_Collection entries_.
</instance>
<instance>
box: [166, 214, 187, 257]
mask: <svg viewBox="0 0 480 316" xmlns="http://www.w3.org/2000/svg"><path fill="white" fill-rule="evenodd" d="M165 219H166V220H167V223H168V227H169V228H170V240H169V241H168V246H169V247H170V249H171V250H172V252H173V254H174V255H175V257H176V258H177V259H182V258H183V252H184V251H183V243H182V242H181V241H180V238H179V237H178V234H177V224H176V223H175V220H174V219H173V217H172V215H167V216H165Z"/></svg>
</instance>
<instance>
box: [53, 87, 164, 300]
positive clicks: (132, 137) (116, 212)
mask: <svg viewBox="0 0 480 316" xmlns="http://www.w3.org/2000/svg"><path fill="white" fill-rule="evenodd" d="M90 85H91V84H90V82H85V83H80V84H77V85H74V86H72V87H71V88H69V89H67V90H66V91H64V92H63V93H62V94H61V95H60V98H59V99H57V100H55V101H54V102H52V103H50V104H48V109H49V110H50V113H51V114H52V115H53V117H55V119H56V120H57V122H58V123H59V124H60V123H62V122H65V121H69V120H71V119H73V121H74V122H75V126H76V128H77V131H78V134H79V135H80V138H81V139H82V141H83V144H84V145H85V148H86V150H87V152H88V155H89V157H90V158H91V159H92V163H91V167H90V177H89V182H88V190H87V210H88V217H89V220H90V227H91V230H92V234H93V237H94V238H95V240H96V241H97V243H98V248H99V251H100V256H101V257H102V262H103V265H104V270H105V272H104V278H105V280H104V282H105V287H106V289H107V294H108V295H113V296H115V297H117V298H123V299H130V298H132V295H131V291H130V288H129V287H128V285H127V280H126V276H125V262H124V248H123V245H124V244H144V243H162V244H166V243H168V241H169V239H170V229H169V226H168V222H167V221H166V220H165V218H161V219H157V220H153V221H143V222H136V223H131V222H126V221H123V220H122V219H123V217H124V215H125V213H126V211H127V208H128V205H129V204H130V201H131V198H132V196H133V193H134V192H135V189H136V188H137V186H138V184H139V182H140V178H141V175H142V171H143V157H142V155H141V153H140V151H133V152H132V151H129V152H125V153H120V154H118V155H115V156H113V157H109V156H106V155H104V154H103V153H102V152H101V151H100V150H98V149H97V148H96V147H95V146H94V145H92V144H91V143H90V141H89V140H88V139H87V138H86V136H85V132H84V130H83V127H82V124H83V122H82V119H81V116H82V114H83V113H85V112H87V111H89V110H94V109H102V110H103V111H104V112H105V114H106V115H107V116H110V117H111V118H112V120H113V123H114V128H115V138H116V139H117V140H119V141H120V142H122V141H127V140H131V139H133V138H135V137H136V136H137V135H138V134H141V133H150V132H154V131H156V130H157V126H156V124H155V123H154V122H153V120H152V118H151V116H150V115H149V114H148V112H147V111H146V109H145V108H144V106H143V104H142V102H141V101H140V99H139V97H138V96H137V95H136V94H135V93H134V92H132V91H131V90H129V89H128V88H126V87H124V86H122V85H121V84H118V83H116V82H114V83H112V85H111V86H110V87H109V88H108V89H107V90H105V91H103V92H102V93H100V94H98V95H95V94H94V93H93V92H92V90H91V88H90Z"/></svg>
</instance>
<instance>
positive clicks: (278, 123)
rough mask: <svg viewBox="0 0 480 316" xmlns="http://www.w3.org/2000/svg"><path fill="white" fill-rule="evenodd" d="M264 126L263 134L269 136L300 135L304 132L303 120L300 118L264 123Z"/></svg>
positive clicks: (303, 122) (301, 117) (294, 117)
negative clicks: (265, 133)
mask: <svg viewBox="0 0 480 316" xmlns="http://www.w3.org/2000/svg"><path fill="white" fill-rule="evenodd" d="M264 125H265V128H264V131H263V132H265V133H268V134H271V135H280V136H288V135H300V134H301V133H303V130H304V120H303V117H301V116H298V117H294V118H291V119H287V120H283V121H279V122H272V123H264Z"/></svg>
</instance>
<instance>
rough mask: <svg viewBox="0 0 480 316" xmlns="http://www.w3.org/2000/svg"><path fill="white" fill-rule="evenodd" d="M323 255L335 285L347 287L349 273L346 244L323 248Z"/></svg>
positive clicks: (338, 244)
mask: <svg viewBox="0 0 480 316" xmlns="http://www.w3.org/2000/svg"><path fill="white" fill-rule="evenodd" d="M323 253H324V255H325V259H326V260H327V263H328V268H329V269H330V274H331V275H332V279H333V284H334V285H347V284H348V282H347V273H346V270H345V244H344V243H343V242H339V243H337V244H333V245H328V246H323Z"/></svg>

_Problem statement_. Output the lines above verbatim and in full.

_Exercise result_.
</instance>
<instance>
box: [166, 214, 187, 257]
mask: <svg viewBox="0 0 480 316" xmlns="http://www.w3.org/2000/svg"><path fill="white" fill-rule="evenodd" d="M165 219H166V220H167V223H168V227H169V228H170V240H169V241H168V246H169V247H170V249H171V250H172V252H173V254H174V255H175V257H176V258H177V259H182V258H183V252H184V251H183V243H182V242H181V241H180V238H179V237H178V234H177V224H176V223H175V220H174V219H173V217H172V215H167V216H165Z"/></svg>
</instance>
<instance>
box: [53, 87, 164, 300]
positive clicks: (132, 137) (116, 212)
mask: <svg viewBox="0 0 480 316" xmlns="http://www.w3.org/2000/svg"><path fill="white" fill-rule="evenodd" d="M90 85H91V84H90V82H85V83H80V84H77V85H74V86H72V87H71V88H69V89H67V90H66V91H64V92H63V93H62V94H61V95H60V98H59V99H57V100H55V101H54V102H52V103H50V104H48V109H49V110H50V113H51V114H52V115H53V117H55V119H56V120H57V122H58V123H59V124H60V123H62V122H65V121H69V120H71V119H73V121H74V122H75V126H76V128H77V131H78V134H79V135H80V138H81V139H82V141H83V144H84V145H85V148H86V150H87V152H88V155H89V157H90V158H91V159H92V163H91V167H90V177H89V182H88V190H87V210H88V217H89V220H90V227H91V230H92V234H93V237H94V238H95V240H96V241H97V243H98V248H99V251H100V256H101V257H102V262H103V265H104V270H105V272H104V278H105V280H104V282H105V287H106V289H107V294H108V295H113V296H115V297H117V298H123V299H130V298H132V295H131V291H130V288H129V287H128V285H127V280H126V276H125V262H124V248H123V245H124V244H144V243H162V244H166V243H168V241H169V239H170V229H169V226H168V222H167V221H166V220H165V218H161V219H157V220H153V221H143V222H136V223H131V222H126V221H123V220H122V219H123V217H124V215H125V213H126V211H127V208H128V205H129V204H130V201H131V198H132V196H133V193H134V192H135V189H136V188H137V186H138V184H139V182H140V178H141V175H142V171H143V157H142V155H141V153H140V151H133V152H132V151H129V152H125V153H120V154H118V155H115V156H113V157H109V156H106V155H104V154H103V153H102V152H101V151H100V150H98V149H97V148H96V147H95V146H94V145H92V144H91V143H90V141H89V140H88V139H87V138H86V136H85V132H84V130H83V127H82V124H83V122H82V119H81V116H82V114H83V113H85V112H87V111H89V110H94V109H102V110H103V111H104V112H105V114H106V115H107V116H110V117H111V118H112V120H113V123H114V128H115V138H116V139H117V140H119V141H120V142H122V141H127V140H131V139H133V138H135V137H136V136H137V135H138V134H141V133H150V132H154V131H156V130H157V126H156V124H155V123H154V122H153V120H152V118H151V116H150V115H149V114H148V112H147V111H146V109H145V108H144V106H143V104H142V102H141V101H140V99H139V97H138V96H137V95H136V94H135V93H134V92H132V91H131V90H129V89H128V88H126V87H124V86H122V85H121V84H118V83H116V82H114V83H112V85H111V86H110V87H109V88H108V89H107V90H105V91H103V92H102V93H100V94H98V95H95V94H94V93H93V92H92V90H91V88H90Z"/></svg>
</instance>
<instance>
positive clicks: (278, 123)
rough mask: <svg viewBox="0 0 480 316" xmlns="http://www.w3.org/2000/svg"><path fill="white" fill-rule="evenodd" d="M264 126L263 134L269 136L300 135L304 132L303 120L300 118L264 123Z"/></svg>
positive clicks: (303, 122) (301, 117) (294, 117)
negative clicks: (265, 133)
mask: <svg viewBox="0 0 480 316" xmlns="http://www.w3.org/2000/svg"><path fill="white" fill-rule="evenodd" d="M264 125H265V128H264V131H263V132H265V133H268V134H271V135H280V136H288V135H300V134H301V133H303V130H304V120H303V117H301V116H298V117H294V118H291V119H287V120H283V121H279V122H272V123H264Z"/></svg>
</instance>
<instance>
rough mask: <svg viewBox="0 0 480 316" xmlns="http://www.w3.org/2000/svg"><path fill="white" fill-rule="evenodd" d="M323 255L335 285L347 287L349 273L346 244L323 248Z"/></svg>
positive clicks: (338, 244)
mask: <svg viewBox="0 0 480 316" xmlns="http://www.w3.org/2000/svg"><path fill="white" fill-rule="evenodd" d="M323 253H324V255H325V259H326V260H327V263H328V268H329V269H330V274H331V275H332V279H333V284H334V285H347V284H348V282H347V273H346V270H345V244H344V243H343V242H339V243H337V244H333V245H328V246H323Z"/></svg>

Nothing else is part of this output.